## SET PROBLEM:
Please copy the listing from its first line through the line containing "55 188 468 374", requests included, and raise every coordinate in the answer boxes by 54 while leaving the request lines unchanged.

## MATERIAL PROVIDED:
■ ■ ■ ■ ■
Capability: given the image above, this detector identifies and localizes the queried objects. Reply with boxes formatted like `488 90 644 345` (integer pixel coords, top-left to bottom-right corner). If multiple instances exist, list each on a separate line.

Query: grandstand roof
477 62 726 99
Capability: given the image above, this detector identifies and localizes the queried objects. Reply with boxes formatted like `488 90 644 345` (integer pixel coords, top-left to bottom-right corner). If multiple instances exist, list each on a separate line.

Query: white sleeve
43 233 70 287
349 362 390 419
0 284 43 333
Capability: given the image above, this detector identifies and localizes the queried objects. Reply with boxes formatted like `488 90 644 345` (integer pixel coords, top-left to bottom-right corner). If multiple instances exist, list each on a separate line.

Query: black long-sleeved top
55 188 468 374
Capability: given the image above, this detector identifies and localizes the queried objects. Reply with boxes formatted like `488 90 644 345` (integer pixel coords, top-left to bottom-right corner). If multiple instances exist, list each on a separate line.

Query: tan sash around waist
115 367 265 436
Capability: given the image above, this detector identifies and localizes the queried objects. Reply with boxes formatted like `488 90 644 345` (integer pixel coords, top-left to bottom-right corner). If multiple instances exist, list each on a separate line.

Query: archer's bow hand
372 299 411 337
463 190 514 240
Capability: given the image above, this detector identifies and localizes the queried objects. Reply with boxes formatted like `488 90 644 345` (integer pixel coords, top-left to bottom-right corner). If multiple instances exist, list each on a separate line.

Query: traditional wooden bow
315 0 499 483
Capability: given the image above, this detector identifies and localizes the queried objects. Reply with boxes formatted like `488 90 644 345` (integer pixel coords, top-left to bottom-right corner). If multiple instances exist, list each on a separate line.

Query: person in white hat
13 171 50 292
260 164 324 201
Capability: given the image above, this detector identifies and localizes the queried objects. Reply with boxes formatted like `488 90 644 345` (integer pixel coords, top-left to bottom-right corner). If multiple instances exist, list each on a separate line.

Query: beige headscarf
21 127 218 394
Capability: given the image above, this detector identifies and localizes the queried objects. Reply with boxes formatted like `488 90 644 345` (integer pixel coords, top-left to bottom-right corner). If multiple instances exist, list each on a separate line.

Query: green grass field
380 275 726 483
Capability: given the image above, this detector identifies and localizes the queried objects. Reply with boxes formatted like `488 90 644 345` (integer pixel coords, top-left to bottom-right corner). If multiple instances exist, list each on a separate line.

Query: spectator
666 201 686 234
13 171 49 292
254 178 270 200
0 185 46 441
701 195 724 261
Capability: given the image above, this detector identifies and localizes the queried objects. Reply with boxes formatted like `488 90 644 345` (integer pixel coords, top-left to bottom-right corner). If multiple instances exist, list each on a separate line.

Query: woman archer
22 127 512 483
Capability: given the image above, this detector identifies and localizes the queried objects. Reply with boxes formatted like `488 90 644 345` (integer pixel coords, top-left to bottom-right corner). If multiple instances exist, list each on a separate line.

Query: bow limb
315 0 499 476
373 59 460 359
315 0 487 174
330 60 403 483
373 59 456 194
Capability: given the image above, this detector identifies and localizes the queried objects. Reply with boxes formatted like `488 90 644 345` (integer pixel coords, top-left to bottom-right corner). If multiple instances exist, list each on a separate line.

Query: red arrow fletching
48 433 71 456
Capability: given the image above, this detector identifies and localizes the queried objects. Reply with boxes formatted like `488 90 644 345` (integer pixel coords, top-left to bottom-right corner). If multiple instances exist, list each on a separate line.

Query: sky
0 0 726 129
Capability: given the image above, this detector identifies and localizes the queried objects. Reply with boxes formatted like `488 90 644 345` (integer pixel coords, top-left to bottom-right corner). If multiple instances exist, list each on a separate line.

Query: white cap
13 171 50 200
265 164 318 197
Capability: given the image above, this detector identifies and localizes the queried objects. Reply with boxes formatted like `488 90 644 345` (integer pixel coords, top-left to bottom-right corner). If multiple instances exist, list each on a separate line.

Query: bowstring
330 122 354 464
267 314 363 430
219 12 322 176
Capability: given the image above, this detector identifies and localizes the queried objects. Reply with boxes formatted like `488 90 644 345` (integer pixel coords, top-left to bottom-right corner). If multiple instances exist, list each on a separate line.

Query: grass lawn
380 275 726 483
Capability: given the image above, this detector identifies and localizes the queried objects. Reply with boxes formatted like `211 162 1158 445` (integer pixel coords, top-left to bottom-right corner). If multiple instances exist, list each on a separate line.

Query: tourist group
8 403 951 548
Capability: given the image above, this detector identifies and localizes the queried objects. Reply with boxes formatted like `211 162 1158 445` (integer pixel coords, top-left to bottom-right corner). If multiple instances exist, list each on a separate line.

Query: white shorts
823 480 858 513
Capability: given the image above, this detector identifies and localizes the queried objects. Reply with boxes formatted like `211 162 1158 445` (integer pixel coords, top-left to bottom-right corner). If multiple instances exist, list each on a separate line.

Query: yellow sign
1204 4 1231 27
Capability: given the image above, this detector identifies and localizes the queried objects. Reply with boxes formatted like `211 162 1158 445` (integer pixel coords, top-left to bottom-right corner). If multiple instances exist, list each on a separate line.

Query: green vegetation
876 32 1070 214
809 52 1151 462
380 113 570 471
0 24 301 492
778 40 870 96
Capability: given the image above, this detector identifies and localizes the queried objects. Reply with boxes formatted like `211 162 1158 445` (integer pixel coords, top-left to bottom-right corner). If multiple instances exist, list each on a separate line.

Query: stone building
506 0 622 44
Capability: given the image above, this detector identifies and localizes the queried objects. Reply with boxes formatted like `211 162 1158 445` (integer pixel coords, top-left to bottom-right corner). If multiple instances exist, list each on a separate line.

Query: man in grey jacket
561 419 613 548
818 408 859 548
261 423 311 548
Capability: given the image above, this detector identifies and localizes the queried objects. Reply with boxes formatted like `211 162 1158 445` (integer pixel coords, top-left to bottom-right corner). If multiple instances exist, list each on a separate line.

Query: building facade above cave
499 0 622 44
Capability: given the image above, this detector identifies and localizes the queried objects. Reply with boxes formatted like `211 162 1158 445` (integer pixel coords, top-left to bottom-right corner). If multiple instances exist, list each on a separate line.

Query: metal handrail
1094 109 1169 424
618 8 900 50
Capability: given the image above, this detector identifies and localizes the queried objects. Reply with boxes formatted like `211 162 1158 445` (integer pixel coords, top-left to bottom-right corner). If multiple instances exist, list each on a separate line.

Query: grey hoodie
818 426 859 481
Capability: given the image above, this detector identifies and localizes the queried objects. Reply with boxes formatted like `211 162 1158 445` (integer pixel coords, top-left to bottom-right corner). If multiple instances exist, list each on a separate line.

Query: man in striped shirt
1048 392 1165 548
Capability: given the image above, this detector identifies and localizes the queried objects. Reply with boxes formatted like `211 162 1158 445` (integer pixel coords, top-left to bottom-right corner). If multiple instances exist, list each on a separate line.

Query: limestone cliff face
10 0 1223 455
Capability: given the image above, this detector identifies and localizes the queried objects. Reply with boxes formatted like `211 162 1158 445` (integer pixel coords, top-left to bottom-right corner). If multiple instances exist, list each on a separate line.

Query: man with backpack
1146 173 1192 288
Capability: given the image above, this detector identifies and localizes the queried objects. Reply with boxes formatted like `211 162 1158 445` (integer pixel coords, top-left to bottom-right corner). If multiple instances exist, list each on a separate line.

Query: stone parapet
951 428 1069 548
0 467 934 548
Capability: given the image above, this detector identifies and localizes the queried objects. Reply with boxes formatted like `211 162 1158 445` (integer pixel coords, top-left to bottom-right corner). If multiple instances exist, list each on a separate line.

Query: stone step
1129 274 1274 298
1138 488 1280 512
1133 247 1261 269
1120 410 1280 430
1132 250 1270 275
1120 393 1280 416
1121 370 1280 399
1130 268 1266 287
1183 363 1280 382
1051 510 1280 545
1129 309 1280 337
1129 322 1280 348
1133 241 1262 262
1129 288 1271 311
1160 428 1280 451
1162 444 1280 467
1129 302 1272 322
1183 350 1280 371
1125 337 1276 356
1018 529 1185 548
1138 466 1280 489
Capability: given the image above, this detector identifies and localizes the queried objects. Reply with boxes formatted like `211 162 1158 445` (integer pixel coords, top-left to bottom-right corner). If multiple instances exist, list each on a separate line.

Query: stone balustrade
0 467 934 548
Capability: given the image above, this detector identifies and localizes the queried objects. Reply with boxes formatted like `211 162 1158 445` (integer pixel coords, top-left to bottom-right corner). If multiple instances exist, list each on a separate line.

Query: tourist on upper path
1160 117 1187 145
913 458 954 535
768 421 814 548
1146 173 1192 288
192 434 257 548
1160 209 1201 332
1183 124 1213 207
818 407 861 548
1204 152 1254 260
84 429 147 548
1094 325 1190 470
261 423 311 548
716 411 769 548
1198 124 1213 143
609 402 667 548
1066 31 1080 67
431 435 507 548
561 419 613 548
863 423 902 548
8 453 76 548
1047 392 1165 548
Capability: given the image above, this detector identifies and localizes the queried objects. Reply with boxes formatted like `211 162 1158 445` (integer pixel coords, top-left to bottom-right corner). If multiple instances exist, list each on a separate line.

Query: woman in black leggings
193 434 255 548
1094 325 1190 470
■ ■ ■ ■ ■
## EXERCISE SOLUTION:
Capability: given the image above, this detector identifies and localizes the queried objects. Reply with boxes formatted like `488 90 644 345` (integer pixel coords, top-left to bottom-right corner). If multiple instances exist, list each on a separate line.

Query: grandstand roof
531 116 780 153
Capability: given the image above, this detector identifies and localizes the queried objects. Reply with boxes formatted like `488 90 644 345` (integer pixel coords, top-left to bottom-right corner). If multiple instances exist, list each on a separate line.

Query: white sleeve
97 287 124 341
403 416 444 473
54 338 97 387
Capability: given the image above, this detector identifies and localizes the queried objects. Reply with boxes formatted like `488 90 644 345` (integer pixel coords, top-left to bottom-right corner). If multiple instances exist, list each on a separate line.

Query: black long-sleeved top
109 242 522 428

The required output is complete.